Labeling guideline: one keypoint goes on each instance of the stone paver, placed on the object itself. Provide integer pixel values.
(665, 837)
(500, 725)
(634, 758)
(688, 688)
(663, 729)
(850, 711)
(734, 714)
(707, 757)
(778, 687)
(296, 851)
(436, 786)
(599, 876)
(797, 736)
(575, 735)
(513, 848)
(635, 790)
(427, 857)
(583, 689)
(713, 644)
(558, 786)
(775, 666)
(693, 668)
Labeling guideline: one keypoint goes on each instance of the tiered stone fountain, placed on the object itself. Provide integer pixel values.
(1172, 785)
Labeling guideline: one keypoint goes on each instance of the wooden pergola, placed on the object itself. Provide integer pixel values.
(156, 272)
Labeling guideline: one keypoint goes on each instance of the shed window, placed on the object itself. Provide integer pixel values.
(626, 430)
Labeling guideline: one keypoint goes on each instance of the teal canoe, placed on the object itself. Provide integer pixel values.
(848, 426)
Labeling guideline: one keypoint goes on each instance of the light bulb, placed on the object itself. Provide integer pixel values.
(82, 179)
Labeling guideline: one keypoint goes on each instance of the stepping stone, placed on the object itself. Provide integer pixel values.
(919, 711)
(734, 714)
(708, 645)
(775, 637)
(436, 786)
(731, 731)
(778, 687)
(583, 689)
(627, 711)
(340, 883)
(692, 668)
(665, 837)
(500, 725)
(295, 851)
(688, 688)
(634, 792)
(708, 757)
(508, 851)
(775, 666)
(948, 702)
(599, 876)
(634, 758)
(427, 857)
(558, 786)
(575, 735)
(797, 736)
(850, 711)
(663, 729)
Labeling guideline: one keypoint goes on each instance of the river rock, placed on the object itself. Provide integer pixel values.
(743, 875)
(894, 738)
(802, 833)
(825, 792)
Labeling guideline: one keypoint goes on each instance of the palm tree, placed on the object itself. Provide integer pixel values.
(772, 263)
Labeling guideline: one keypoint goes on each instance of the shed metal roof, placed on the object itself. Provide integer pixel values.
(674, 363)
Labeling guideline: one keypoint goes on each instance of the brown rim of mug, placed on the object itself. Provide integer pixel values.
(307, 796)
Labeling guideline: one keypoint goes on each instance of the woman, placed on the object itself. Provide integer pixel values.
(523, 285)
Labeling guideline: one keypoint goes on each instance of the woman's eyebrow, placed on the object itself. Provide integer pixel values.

★ ★ ★ ★ ★

Give an exact copy of all the material above.

Labeling guideline: one keypoint goes on each instance of the stone paver, placed on the object itself. Provide integer pixel values.
(665, 837)
(500, 725)
(634, 758)
(688, 688)
(663, 729)
(850, 711)
(734, 714)
(707, 757)
(778, 687)
(296, 851)
(436, 786)
(599, 876)
(797, 736)
(575, 735)
(513, 848)
(635, 790)
(427, 857)
(583, 689)
(713, 644)
(558, 786)
(775, 666)
(693, 668)
Labeling guideline: one keypoint goes on each instance of the tiered stone fountain, placed on the object itself. Provide integer pixel values.
(1172, 785)
Labeling guideline: one keypoint goes on each instance of the wooden pergola, placed on the object itself. Provide integer pixel values.
(156, 272)
Labeling guideline: one keypoint goes on each instance of the shed window, placed on the object itself. Provide integer pixel values.
(626, 430)
Labeling guideline: one keypoint goes on each instance of the teal canoe, placed on the object itself. Provide integer pixel values.
(848, 426)
Labeling guideline: one keypoint goes on each instance of the light bulb, placed on the object itself. Provide integer pixel values.
(82, 179)
Labeling guideline: one keypoint goes on each instance of the stepping stone, placed on the object itself. Provide integer pixel values.
(919, 711)
(734, 714)
(708, 645)
(775, 637)
(436, 786)
(731, 731)
(778, 687)
(583, 689)
(627, 711)
(340, 883)
(692, 668)
(665, 837)
(500, 725)
(295, 851)
(688, 688)
(634, 792)
(708, 757)
(508, 851)
(775, 666)
(948, 702)
(599, 876)
(634, 758)
(427, 857)
(558, 786)
(575, 735)
(797, 736)
(850, 711)
(663, 729)
Labeling guideline: one keypoint goes on each instance of the river rock, placed on the object itself. Provide integer pixel values.
(743, 875)
(894, 738)
(802, 833)
(825, 792)
Labeling guideline: one keypoint goes on each instance of the palm tree, placed on the object itself. Provide integer pixel values.
(772, 263)
Labeling guideline: one keypoint goes on each instance of the shed metal roof, placed on the object itself. Provide integer pixel values.
(674, 363)
Labeling guideline: one keypoint goes on each instance of the brown rim of mug, placed on the object itself. Provide integer pixel values.
(307, 796)
Labeling guideline: one keypoint goes on each instance of the woman, placed on the object itself. Provide integer pixel values.
(523, 285)
Labeling guideline: one keypoint goes on each instance of the woman's eyebrow, placed on the object itself. Provide integer pixel values.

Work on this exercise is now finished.